Turn the material below into a Markdown table with the columns No. and Text, numbering each nonblank line in order and skipping blank lines. Leave the pictures out of the table.

* Begin ENTRIES PROVIDED *

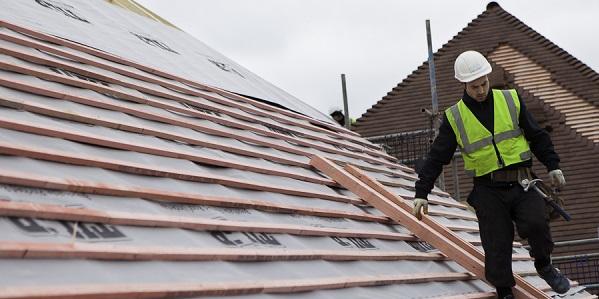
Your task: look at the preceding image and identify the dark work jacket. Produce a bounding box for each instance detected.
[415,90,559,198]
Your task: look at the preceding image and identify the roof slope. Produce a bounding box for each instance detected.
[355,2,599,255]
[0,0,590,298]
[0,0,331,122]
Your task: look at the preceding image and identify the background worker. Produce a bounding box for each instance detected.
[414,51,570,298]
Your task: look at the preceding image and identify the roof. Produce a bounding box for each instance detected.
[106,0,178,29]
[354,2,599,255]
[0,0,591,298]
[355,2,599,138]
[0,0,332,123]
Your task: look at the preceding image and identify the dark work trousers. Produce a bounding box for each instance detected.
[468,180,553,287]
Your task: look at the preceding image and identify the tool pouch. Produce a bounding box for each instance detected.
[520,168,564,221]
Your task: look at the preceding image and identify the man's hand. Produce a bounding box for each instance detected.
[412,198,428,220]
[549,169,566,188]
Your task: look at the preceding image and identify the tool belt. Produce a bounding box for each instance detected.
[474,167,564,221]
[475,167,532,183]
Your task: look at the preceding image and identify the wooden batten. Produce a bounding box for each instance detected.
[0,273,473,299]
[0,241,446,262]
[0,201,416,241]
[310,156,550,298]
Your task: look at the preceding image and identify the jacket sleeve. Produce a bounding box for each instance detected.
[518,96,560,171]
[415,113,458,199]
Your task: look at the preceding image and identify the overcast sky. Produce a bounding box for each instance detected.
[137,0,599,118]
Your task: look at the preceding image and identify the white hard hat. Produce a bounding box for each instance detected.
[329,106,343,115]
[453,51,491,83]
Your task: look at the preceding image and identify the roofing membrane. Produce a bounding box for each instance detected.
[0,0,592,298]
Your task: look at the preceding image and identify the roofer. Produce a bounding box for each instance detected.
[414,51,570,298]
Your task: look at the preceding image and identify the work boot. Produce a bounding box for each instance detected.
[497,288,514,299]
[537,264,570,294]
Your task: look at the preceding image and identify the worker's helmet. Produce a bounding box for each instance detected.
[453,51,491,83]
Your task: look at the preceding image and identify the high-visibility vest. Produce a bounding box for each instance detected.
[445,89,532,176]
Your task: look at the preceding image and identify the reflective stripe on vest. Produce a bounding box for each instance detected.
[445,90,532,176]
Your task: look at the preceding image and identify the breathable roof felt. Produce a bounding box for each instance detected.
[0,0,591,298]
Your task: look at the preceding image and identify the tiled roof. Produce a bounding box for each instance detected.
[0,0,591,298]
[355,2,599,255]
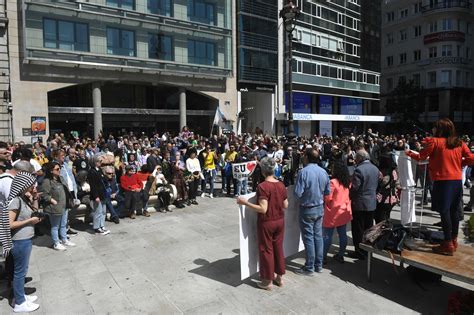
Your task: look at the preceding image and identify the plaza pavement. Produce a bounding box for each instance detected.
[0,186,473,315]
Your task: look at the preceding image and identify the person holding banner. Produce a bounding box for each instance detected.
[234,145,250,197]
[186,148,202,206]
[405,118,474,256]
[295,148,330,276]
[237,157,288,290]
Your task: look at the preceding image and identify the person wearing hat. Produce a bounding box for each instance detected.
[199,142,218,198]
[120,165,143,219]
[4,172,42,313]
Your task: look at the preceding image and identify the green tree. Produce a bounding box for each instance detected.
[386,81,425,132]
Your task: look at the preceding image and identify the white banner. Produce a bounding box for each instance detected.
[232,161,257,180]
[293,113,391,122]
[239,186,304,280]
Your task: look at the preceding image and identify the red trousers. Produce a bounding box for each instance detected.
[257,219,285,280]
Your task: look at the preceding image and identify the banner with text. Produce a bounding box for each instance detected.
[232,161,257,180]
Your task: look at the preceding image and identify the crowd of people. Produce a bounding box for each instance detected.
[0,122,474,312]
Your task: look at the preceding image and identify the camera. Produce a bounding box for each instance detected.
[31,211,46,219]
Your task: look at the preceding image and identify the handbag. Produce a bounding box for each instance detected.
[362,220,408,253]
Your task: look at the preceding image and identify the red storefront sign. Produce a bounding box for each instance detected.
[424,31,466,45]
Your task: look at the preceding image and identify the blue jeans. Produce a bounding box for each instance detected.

* End ENTRIES PROVIDED *

CORRECT RESPONSE:
| No. | Text |
|---|---|
| 1 | Your task: look at the preceding image and identify the dark work jacket. Produce a bounding box for each instance detected. |
| 2 | [415,90,559,198] |
| 3 | Your task: look at the preceding image and identify the roof slope. Produce a bounding box for each instance detected. |
| 4 | [355,2,599,255] |
| 5 | [0,0,590,298] |
| 6 | [0,0,331,122] |
| 7 | Your task: look at the preceding image and identify the background worker. Produce a bounding box for each instance detected. |
| 8 | [414,51,570,298] |
| 9 | Your task: look at the preceding image and identify the roof. Produce a bounding box for each instance detected. |
| 10 | [106,0,178,29] |
| 11 | [354,2,599,255] |
| 12 | [0,0,591,298] |
| 13 | [355,2,599,138] |
| 14 | [0,0,332,123] |
| 15 | Your task: look at the preceding image and identify the dark work trousers. Produce a bounding box for each instance detected. |
| 16 | [468,180,553,287] |
| 17 | Your task: look at the preceding image and identify the tool pouch. Produce a bounding box for each instance detected. |
| 18 | [520,168,564,221] |
| 19 | Your task: look at the preceding image and identify the man's hand. Produce a bounding box for each instance detected. |
| 20 | [412,198,428,220] |
| 21 | [549,169,566,188] |
| 22 | Your task: look at the preceding image and identify the tool belt. Produce a bounding box for each instance detected. |
| 23 | [474,167,564,221] |
| 24 | [475,167,532,183] |
| 25 | Your task: look at the preceding image and identify the wooden batten. Produce a bounding box for each instance detected. |
| 26 | [0,273,473,299] |
| 27 | [0,241,446,262] |
| 28 | [0,201,416,241] |
| 29 | [310,156,550,298] |
| 30 | Your task: look at the preceding image and identify the jacket sleeve. Produce a bounding box for each instance detected. |
| 31 | [518,96,560,171] |
| 32 | [415,113,458,199] |
| 33 | Your task: look at the preceding image and identify the overcast sky. Produce a bounding box for each instance detected. |
| 34 | [137,0,599,118] |
| 35 | Your task: look at the preceding image and identify the white hard hat. Produce a bounding box for each instance detected. |
| 36 | [329,106,343,115] |
| 37 | [453,51,491,83] |
| 38 | Your task: look at the preceding image and identify the roofing membrane. Produce a bounding box for each instance detected. |
| 39 | [0,0,592,298] |
| 40 | Your task: look at the preceding image and identify the roofer. Produce a bounding box for each instance detected. |
| 41 | [414,51,570,298] |
| 42 | Your task: look at the preceding image and identify the work boot. Produce a bounding box for each instance detected. |
| 43 | [497,288,514,299] |
| 44 | [537,264,570,294] |
| 45 | Your task: look at the preceding image and identify the worker's helmet. Produce a bounding box for each instance detected. |
| 46 | [453,51,491,83] |
| 47 | Your task: look at the preceding image and identify the high-visibility vest. Produce a bounding box for each instance detected. |
| 48 | [445,89,532,176] |
| 49 | Your task: look at the preceding image and identify the reflective stripe on vest. Produce a bounding box for each instance detected. |
| 50 | [445,90,532,176] |
| 51 | Your task: look at the preceding image and identify the breathable roof felt. Produce a bounding box for each instance detected. |
| 52 | [0,0,591,298] |
| 53 | Your task: look at the preceding image and identify the tiled roof. Produce a bounding box for each instance detected. |
| 54 | [0,0,591,298] |
| 55 | [355,2,599,255] |
| 56 | Your task: look at the preceding image and identify the plaza pavement. Produce a bounding box for each instance detected. |
| 57 | [0,186,473,315] |
| 58 | Your task: look at the preceding image and identify the person holding banner. Produce a bounding box for each instance detected. |
| 59 | [234,145,250,197] |
| 60 | [186,148,202,206] |
| 61 | [405,118,474,256] |
| 62 | [295,148,330,276] |
| 63 | [237,157,288,290] |
| 64 | Your task: look at the preceding image and identify the person wearing hat. Produce a bounding box for each instance detected. |
| 65 | [199,142,218,198] |
| 66 | [120,165,143,219] |
| 67 | [4,172,42,313] |
| 68 | Your task: look at the preceding image and identify the green tree. Produce a bounding box for each instance detected. |
| 69 | [386,81,425,132] |
| 70 | Your task: look at the preceding image and identify the white banner. Produce a bounding box for each instance detected. |
| 71 | [232,161,257,180] |
| 72 | [293,113,391,122] |
| 73 | [239,186,304,280] |
| 74 | Your task: look at the preceding image and identify the red trousers. Produce a bounding box for each instance detected. |
| 75 | [257,219,285,280] |
| 76 | Your task: look at the preceding image and identify the banner with text. Produce a bounding box for each instance detected. |
| 77 | [232,161,257,180] |
| 78 | Your task: look at the preceding image and identify the crowd of people. Produce a bounding box for each instance detected. |
| 79 | [0,122,474,312] |
| 80 | Your task: look at the preceding image and identify the camera. Produce a bounding box for each instance detected. |
| 81 | [31,211,46,219] |
| 82 | Your task: look at the preceding image and identify the handbag. Produce a bounding box for each instance detected. |
| 83 | [362,220,408,253] |
| 84 | Your task: look at the preceding image and identify the red storefront sign. Produce a bounding box for each instance detected. |
| 85 | [424,31,466,45] |
| 86 | Your task: look at the preceding image and identify the blue jeans. Produce a bounding box for each instance detected. |